• WHAT YOU NEED TO DO: Arrange the records below as a JSON list of strings with one string per line, skipping blank lines and leaving out the pictures.

Annotation data for picture regions
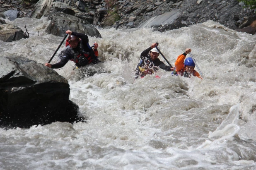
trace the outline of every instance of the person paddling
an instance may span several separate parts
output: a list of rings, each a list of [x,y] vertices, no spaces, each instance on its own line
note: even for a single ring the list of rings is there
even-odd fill
[[[87,35],[69,30],[66,31],[66,34],[69,35],[68,38],[69,44],[64,49],[64,51],[62,51],[63,53],[61,53],[61,60],[53,65],[46,63],[46,66],[53,69],[61,68],[70,60],[74,61],[77,67],[100,62],[95,55],[94,50],[89,44]]]
[[[194,69],[196,65],[192,58],[191,57],[186,58],[187,54],[191,52],[191,48],[187,48],[185,53],[178,56],[175,63],[175,70],[172,74],[189,78],[192,75],[203,79],[200,74]]]
[[[135,71],[135,79],[140,76],[141,78],[143,77],[147,74],[152,74],[159,68],[168,72],[174,70],[174,67],[166,65],[158,58],[159,51],[156,48],[158,45],[157,43],[153,43],[150,47],[141,53],[140,61]],[[159,47],[157,48],[159,49]]]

• EXERCISE OUTPUT:
[
  "trace the outline of every instance of the person paddling",
  "an instance may span several separate parts",
  "output: a list of rings, each a list of [x,y] vertices, no spaces, each instance on its own line",
  "note: even for a single ring the list of rings is there",
  "even-odd fill",
  "[[[87,35],[69,30],[66,31],[66,34],[69,35],[68,38],[69,44],[64,49],[64,51],[62,51],[63,53],[61,53],[61,60],[53,65],[46,63],[46,66],[53,69],[61,68],[70,60],[74,61],[77,67],[100,62],[95,55],[94,50],[89,44]]]",
  "[[[194,69],[196,65],[192,58],[191,57],[186,58],[187,54],[191,52],[191,48],[187,48],[185,53],[178,56],[175,63],[175,70],[172,74],[189,78],[192,75],[203,79],[200,74]]]",
  "[[[135,71],[135,79],[140,76],[141,78],[143,77],[147,74],[152,74],[159,68],[168,72],[174,70],[174,67],[166,65],[158,58],[159,51],[156,48],[158,45],[157,43],[153,43],[150,47],[141,53],[140,61]],[[159,47],[157,48],[159,49]]]"
]